Text passage:
LLM Providers¶
mnesis uses litellm internally, which means it works with any provider litellm supports — Anthropic, OpenAI, Google Gemini, OpenRouter, Azure, and more. You never interact with litellm directly; just pass a model string and set the corresponding API key.
Model string format¶
| Provider | Example model string | API key env var |
|---|---|---|
| Anthropic | "anthropic/claude-opus-4-6" |
ANTHROPIC_API_KEY |
| OpenAI | "openai/gpt-4o" |
OPENAI_API_KEY |
| Google Gemini | "gemini/gemini-1.5-pro" |
GEMINI_API_KEY |
| OpenRouter | "openrouter/anthropic/claude-opus-4-6" |
OPENROUTER_API_KEY |
| Azure OpenAI | "azure/<your-deployment>" |
AZURE_API_KEY + AZURE_API_BASE |
The provider prefix is optional for well-known model names (e.g. "gpt-4o" resolves to OpenAI automatically), but the full form is recommended for clarity.
Examples¶
Using a cheaper model for compaction¶
Compaction (context summarisation) defaults to the session model. You can point it at a cheaper, faster model to save cost:
from mnesis import MnesisSession, MnesisConfig, CompactionConfig
config = MnesisConfig(
compaction=CompactionConfig(
compaction_model="openai/gpt-4o-mini",
)
)
session = await MnesisSession.create(model="openai/gpt-4o", config=config)
Passing extra litellm parameters¶
For provider-specific options (custom api_base, extra headers for OpenRouter, etc.), configure litellm globally before creating a session:
import litellm
litellm.api_base = "https://my-proxy.example.com"
litellm.headers = {"X-Custom-Header": "value"}
See the litellm provider docs for the full list of supported providers and their options.

Extracted records:
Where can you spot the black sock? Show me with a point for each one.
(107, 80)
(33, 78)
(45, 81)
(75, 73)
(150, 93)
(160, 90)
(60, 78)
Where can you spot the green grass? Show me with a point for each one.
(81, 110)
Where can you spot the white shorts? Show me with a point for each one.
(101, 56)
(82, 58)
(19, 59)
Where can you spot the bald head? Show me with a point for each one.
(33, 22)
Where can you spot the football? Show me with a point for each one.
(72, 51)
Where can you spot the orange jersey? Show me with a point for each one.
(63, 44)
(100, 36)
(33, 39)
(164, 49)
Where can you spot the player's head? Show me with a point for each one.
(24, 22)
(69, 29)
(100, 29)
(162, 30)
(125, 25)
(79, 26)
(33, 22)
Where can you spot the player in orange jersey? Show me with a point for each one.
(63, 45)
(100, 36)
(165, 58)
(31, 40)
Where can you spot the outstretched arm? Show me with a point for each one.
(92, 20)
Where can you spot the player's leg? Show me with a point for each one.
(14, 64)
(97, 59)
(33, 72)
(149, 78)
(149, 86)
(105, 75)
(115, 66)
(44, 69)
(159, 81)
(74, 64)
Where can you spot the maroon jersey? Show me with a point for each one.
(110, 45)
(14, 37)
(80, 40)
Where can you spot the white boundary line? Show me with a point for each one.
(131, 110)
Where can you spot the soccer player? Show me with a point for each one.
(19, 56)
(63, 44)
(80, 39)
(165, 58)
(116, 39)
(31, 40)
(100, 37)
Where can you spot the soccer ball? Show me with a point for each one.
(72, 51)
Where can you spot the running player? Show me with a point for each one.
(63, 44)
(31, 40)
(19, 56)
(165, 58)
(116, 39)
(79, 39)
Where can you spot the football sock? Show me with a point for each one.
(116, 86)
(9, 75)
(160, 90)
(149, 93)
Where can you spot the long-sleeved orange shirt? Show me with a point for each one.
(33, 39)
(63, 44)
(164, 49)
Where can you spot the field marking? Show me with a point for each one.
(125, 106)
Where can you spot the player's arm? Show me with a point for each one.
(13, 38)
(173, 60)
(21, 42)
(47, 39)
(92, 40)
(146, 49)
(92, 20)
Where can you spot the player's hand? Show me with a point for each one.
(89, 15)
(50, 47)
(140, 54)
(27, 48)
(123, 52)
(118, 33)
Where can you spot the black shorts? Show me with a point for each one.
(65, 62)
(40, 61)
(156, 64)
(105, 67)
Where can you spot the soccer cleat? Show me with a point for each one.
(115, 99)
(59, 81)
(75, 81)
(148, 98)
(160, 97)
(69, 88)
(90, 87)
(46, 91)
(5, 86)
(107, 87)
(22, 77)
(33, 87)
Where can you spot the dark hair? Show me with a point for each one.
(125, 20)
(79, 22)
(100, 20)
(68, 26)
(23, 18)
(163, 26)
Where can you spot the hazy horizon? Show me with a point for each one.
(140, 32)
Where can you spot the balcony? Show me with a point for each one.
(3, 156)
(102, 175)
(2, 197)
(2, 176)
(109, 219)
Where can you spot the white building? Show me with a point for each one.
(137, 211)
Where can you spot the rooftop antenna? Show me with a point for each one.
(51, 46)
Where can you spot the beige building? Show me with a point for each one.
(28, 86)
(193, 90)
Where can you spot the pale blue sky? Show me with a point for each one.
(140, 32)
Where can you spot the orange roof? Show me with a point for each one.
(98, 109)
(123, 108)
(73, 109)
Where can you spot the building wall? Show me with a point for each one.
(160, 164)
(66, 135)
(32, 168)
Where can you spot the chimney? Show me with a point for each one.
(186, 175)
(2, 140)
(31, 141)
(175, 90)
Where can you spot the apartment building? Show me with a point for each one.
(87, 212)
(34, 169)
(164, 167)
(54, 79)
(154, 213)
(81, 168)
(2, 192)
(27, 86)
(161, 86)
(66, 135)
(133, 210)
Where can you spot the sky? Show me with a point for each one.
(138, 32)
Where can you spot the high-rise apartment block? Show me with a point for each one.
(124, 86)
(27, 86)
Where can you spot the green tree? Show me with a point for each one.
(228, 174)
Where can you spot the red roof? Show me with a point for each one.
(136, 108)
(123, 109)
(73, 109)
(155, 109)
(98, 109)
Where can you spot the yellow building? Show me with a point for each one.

Task set:
a) According to the LLM providers page, which environment variables does Azure OpenAI need?
b) Write the next part of the LLM providers page, starting after its final sentence.

Set of answers:
a) AZURE_API_KEY and AZURE_API_BASE

b)
Custom or fine-tuned models¶
For models that litellm does not recognise — including fine-tuned variants,
private deployments, or newly released models with unknown context limits —
use MnesisConfig.model_overrides to supply the correct limits:
from mnesis import MnesisSession, MnesisConfig
config = MnesisConfig(
model_overrides={
"context_limit": 128_000,
"max_output_tokens": 16_384,
}
)
session = await MnesisSession.create(model="openai/acme-support-ft-v1", config=config)
result = await session.send("Hello!")
Both context_limit and max_output_tokens affect the compaction budget, so
setting them accurately ensures Mnesis neither over-compacts nor sends an
over-limit context to the provider. See Configuration — model_overrides
for the full field reference.
Prefer your own SDK?¶
If you want to use the Anthropic, OpenAI, or another SDK directly for LLM calls, see BYO-LLM — mnesis can act as a pure memory/compaction layer without routing calls through litellm at all.